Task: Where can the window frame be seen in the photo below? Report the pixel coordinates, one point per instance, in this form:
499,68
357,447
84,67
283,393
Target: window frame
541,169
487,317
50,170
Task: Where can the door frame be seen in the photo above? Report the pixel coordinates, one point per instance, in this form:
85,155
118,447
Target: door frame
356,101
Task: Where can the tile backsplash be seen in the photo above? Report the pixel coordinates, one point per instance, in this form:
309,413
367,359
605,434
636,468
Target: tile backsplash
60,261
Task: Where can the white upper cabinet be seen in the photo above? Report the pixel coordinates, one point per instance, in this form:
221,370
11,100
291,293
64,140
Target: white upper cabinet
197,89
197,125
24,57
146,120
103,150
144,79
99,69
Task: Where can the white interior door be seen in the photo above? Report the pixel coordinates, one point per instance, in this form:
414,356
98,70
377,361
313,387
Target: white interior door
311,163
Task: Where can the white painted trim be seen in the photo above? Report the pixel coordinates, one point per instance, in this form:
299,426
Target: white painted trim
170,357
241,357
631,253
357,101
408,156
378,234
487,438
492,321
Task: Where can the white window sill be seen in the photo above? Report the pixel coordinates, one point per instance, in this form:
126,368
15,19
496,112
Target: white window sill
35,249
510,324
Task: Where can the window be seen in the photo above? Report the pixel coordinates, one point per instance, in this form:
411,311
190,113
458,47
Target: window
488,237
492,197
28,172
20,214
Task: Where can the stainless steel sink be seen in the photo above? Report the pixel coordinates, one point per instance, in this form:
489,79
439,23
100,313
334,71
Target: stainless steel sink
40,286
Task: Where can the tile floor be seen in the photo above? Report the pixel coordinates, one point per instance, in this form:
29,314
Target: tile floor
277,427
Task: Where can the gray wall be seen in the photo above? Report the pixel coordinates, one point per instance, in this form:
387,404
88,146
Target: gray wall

##############################

Render every line of the entries above as a JSON array of strings, with one string per line and blank lines omitted.

TASK SOLUTION
[
  "Task: Where can the window frame be seen in the photo below? Report the pixel coordinates, one point per instance, in this form:",
  "499,68",
  "357,447",
  "84,67",
  "283,393",
  "Target: window frame",
  "541,169",
  "487,317",
  "50,170",
  "Task: Where can the door frame be seen in the photo above? Report the pixel coordinates, one point per instance, in this form:",
  "85,155",
  "118,447",
  "Target: door frame",
  "356,101",
  "Task: Where can the tile backsplash be seen in the photo above? Report the pixel coordinates, one point per instance, in this form:",
  "309,413",
  "367,359",
  "605,434",
  "636,468",
  "Target: tile backsplash",
  "60,261",
  "Task: Where can the white upper cabinet be seen in the photo above? Report the pixel coordinates, one point per instance, in this form:",
  "221,370",
  "11,100",
  "291,293",
  "64,140",
  "Target: white upper cabinet",
  "197,89",
  "197,125",
  "24,57",
  "146,120",
  "103,150",
  "144,79",
  "99,69",
  "Task: Where can the white interior door be seen in the photo above? Report the pixel coordinates, one point per instance, in this form:",
  "414,356",
  "98,70",
  "377,361",
  "313,387",
  "Target: white interior door",
  "311,163",
  "Task: Where can the white painted trim be seen in the photo above? Report the pixel coordinates, one point per instance, in this form:",
  "299,426",
  "Target: white painted trim",
  "170,357",
  "241,357",
  "631,253",
  "357,101",
  "408,156",
  "378,234",
  "487,438",
  "492,321",
  "Task: Where can the white window sill be seen in the photo above? Report the pixel coordinates, one point per instance, in this form:",
  "126,368",
  "15,19",
  "496,112",
  "Target: white window sill",
  "35,249",
  "510,324",
  "Task: Where can the window be seen in the photo above? Report the pixel coordinates, one point per instance, in this form:",
  "411,311",
  "190,113",
  "458,47",
  "Target: window",
  "488,237",
  "492,197",
  "28,172",
  "20,214",
  "Task: Where can the stainless steel sink be seen in the photo above? Report the pixel coordinates, one point per instance, in this form:",
  "489,79",
  "439,23",
  "100,313",
  "334,71",
  "Target: stainless steel sink",
  "40,286",
  "Task: Where can the tile floor be seen in the photo above? Report the pixel coordinates, one point per instance, in this form:",
  "29,314",
  "Target: tile floor",
  "277,427",
  "Task: Where can the gray wall be seen in the photo above? Report the pixel coordinates, one point per instance, in this form:",
  "387,404",
  "88,146",
  "Target: gray wall"
]